■ Page text ■

Sunday, April 10, 2016

Virtual Particles

I must admit that i've always been confused by virtual particles. Are virtual particles "real"? Is the notion of virtual particles scientific? I am most certainly way off here but here are some questions I have:

1. What foundation is there for speaking about virtual particles? That is, in quantum field theory/second quantization states are equipped with creation/annihilation operators, however these creation/annihilation operators don't exist in relation to the internal lines of  feynman diagrams, so what is the underlying formalism ?

2. In what sense can the intermediate terms of a series be said to be "real"? One needs to renormalize just to get an actual physical quantity to be measured at which point the terms corresponding to these supposed "virtual particles" no longer exist, no?

3. According to this thread non-perturbative approaches to qft such as lattice gauge theory don't give rise to virtual particles. Why do physicists say that these virtual particles have an independent existence if they can only be spoken about if one is using a perturbative approach to calculating scattering?

■ Problems and tasks ■
- A) In the post on virtual particles, what example does the writer give of a non-perturbative approach to quantum field theory?
- B) Translate this sentence from the post on virtual particles into Spanish: "Is the notion of virtual particles scientific?"
Use only the post on virtual particles to answer.

■ Material shown ■
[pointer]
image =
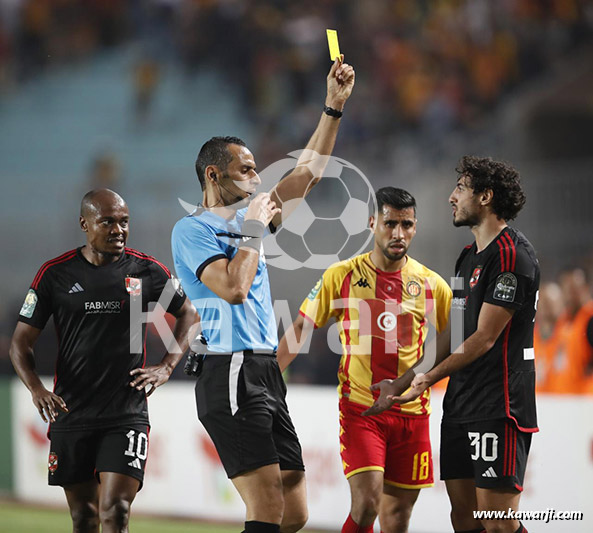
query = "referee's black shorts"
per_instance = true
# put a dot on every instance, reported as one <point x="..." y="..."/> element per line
<point x="241" y="400"/>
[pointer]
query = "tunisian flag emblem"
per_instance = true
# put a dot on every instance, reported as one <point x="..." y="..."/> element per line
<point x="52" y="462"/>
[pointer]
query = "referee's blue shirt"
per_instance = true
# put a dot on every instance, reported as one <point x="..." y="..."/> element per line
<point x="198" y="240"/>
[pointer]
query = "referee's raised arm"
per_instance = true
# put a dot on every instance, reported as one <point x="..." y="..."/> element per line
<point x="313" y="160"/>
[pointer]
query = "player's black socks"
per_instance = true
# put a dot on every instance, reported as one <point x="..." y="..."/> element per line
<point x="253" y="526"/>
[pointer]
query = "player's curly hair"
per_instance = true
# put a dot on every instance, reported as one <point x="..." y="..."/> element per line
<point x="485" y="173"/>
<point x="215" y="152"/>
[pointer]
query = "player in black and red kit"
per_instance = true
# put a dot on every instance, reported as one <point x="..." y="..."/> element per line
<point x="98" y="410"/>
<point x="489" y="408"/>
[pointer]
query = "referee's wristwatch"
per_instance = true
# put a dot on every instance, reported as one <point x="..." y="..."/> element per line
<point x="332" y="112"/>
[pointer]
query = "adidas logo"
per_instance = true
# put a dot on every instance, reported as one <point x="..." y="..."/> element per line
<point x="489" y="473"/>
<point x="75" y="288"/>
<point x="135" y="464"/>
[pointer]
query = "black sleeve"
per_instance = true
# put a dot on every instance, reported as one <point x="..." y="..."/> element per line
<point x="167" y="287"/>
<point x="509" y="285"/>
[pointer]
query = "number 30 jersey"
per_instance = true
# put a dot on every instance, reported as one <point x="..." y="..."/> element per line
<point x="500" y="383"/>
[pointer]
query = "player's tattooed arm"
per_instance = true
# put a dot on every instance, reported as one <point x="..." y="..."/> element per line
<point x="21" y="354"/>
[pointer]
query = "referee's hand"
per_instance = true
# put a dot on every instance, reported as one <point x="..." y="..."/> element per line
<point x="48" y="403"/>
<point x="262" y="208"/>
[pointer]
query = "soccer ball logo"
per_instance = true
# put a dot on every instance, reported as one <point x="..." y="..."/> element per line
<point x="329" y="225"/>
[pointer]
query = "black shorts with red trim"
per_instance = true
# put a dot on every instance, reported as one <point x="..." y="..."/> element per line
<point x="79" y="455"/>
<point x="241" y="400"/>
<point x="492" y="452"/>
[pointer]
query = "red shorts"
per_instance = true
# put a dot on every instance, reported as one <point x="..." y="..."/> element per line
<point x="395" y="444"/>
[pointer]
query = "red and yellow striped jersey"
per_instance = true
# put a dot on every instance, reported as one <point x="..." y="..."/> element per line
<point x="383" y="320"/>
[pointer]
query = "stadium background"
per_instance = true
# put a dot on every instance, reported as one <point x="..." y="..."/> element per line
<point x="123" y="94"/>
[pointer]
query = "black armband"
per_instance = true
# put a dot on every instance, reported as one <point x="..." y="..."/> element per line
<point x="251" y="234"/>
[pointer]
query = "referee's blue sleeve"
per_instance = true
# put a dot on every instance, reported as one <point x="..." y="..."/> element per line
<point x="195" y="246"/>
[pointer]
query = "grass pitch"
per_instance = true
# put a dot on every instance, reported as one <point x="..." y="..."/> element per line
<point x="17" y="518"/>
<point x="21" y="518"/>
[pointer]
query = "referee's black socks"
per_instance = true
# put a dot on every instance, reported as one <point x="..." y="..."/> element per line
<point x="253" y="526"/>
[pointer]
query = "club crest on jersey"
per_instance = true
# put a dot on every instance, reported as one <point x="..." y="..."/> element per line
<point x="473" y="281"/>
<point x="315" y="290"/>
<point x="505" y="288"/>
<point x="134" y="286"/>
<point x="413" y="288"/>
<point x="177" y="285"/>
<point x="52" y="462"/>
<point x="29" y="304"/>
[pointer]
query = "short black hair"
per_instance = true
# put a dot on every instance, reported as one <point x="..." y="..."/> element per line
<point x="500" y="177"/>
<point x="395" y="197"/>
<point x="215" y="152"/>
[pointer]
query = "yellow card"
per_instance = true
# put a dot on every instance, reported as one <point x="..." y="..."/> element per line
<point x="334" y="47"/>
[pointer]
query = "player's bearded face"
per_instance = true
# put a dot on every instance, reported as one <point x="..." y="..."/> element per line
<point x="108" y="231"/>
<point x="394" y="231"/>
<point x="465" y="204"/>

■ Task solutions ■
- A) Lattice gauge theory.

- B) ¿Es científica la noción de partículas virtuales?